WORK TASK: Every record should be copied exactly, and the images omitted.

[Start of section]

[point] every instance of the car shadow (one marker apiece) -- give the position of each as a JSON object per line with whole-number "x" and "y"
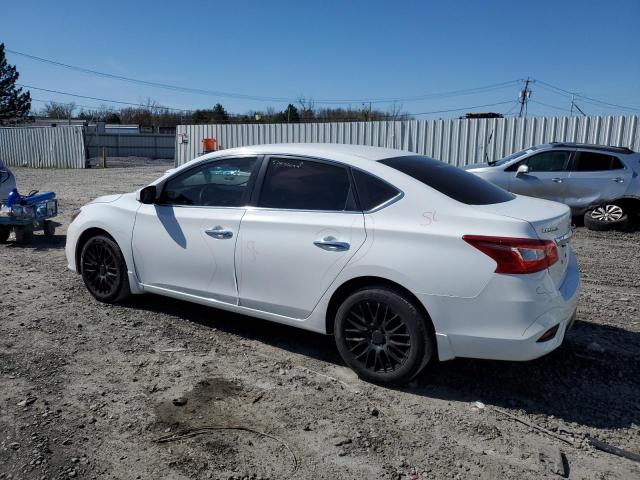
{"x": 580, "y": 382}
{"x": 39, "y": 242}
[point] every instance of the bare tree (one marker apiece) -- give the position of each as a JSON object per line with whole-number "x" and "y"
{"x": 307, "y": 108}
{"x": 59, "y": 110}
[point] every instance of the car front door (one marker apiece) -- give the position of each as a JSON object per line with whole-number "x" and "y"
{"x": 596, "y": 178}
{"x": 303, "y": 230}
{"x": 185, "y": 242}
{"x": 546, "y": 178}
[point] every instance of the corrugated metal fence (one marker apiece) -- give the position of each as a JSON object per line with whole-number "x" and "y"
{"x": 456, "y": 141}
{"x": 152, "y": 145}
{"x": 43, "y": 147}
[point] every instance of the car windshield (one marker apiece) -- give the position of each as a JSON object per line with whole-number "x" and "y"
{"x": 513, "y": 156}
{"x": 454, "y": 182}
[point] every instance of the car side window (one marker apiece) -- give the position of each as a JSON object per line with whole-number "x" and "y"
{"x": 550, "y": 161}
{"x": 372, "y": 192}
{"x": 300, "y": 184}
{"x": 593, "y": 162}
{"x": 220, "y": 183}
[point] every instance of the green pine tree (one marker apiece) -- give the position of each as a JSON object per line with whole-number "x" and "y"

[End of section]

SOLUTION TO THE PROBLEM:
[point] every instance of the car shadow (one marker apiece) -- give the position of each as a JSON object per line with whole-number "x" and "y"
{"x": 580, "y": 382}
{"x": 39, "y": 242}
[point] every instance of the bare tree (one marker apiece) -- give the position of each as a JSON object per line with whole-number "x" and "y"
{"x": 307, "y": 108}
{"x": 59, "y": 110}
[point] every instance of the car front door (one marker apiece) -- give the position of each as a JSON object per line with whole-number "x" and "y"
{"x": 596, "y": 178}
{"x": 303, "y": 230}
{"x": 185, "y": 242}
{"x": 546, "y": 178}
[point] every instance of the corrugated metal fence (one marker apiece) -- give the position of each as a JSON object per line with whole-number "x" and "y"
{"x": 456, "y": 141}
{"x": 152, "y": 145}
{"x": 43, "y": 147}
[point] every instance of the car windshield (one marker apiece) -- give the position of each as a JSON object per line with whole-number "x" and "y"
{"x": 513, "y": 156}
{"x": 454, "y": 182}
[point] every instance of the car side window (one marker apiece) -- give the position of each as a JSON object per line with whole-number "x" and "y"
{"x": 550, "y": 161}
{"x": 372, "y": 192}
{"x": 300, "y": 184}
{"x": 593, "y": 162}
{"x": 220, "y": 183}
[point] every instance of the green pine tree (one marker apiece) -- give the position of each as a JSON object per line with whole-number "x" and "y"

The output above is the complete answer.